Exercise directions. Reproduce every line of the listing below without altering a single character.

[A block of data]
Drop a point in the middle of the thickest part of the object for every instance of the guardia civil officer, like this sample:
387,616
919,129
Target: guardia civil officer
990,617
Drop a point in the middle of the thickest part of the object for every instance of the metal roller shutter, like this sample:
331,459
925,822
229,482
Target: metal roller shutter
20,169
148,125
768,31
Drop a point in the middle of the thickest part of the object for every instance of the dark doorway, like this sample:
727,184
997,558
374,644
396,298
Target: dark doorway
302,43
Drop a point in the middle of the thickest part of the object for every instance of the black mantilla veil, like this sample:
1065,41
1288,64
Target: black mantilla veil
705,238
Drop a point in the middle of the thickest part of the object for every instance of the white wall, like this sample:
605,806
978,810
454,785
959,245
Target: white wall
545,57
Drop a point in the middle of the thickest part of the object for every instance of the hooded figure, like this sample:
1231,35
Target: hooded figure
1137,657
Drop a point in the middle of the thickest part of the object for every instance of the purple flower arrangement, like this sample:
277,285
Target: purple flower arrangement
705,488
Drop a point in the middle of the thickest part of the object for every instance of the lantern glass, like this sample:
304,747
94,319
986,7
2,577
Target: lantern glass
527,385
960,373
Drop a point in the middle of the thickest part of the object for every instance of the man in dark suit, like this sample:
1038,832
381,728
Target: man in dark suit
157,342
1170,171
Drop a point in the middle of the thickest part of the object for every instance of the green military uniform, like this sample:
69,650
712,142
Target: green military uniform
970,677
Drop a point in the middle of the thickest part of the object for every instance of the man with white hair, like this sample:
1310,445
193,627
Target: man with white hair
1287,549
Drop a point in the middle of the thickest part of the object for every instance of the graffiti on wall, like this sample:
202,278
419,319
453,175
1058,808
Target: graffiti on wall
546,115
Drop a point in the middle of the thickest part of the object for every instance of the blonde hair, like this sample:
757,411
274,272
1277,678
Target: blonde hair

Final result.
Drop a point in the middle of the thickest part of the object for every instance of the guardia civil officer, like this sample:
387,616
919,129
Target: guardia civil officer
990,617
Drop a point in the middle of the thickest part of the object for every instance of the metal roller shutter, like this sample:
331,459
925,822
229,482
Target: metal roller shutter
20,169
148,125
768,31
Drop a point in the middle of the thickest part of the object for every instance of the dark doorway, like this sample:
727,184
997,558
374,644
396,298
Target: dark doorway
302,43
Drop a point in the middle of the thickest part of the object for every instance of the black mantilla veil, like this sample:
1065,41
1288,64
Target: black mantilla veil
705,238
Drop a point in the middle of the thickest part of the object for every instance of the white wall, like this sample:
605,806
978,810
454,785
959,245
Target: white wall
545,57
Drop a point in the middle of the thickest part of the object for every instance of the hooded figure, like this sample:
1231,35
Target: hooded figure
1137,657
Drop a point in the middle of the thickest part of the object for every instance of the purple flower arrangement, like this sample:
277,285
Target: purple flower arrangement
705,488
Drop a point in the middle of the thickest part of the object for every instance of the lantern glass, like this sample:
304,747
94,319
986,7
2,577
Target: lantern glass
527,385
960,373
Drop a point in the middle of the thickest part of the object for every instance of the man in dark suit, like this sample:
1038,832
381,728
Target: man in dark suit
157,342
1170,171
Drop a point in the middle of the thickest part of the object for every instance of the green military uniform, like this sample:
69,650
712,142
Target: green military uniform
970,677
Drop a point in the middle of the thickest part of the object for every instance of the man with white hair, like this sample:
1310,445
193,627
Target: man with white hair
1287,549
Drop a point in the middle of the thickest part of the object for every instance of the graffiti on wall, like this sample:
202,278
419,319
453,175
1058,808
Target: graffiti on wall
546,115
Drop a point in the middle of the thickest part of the object for every instance of the blonde hair, like this sample:
757,411
274,272
1277,678
Target: blonde hair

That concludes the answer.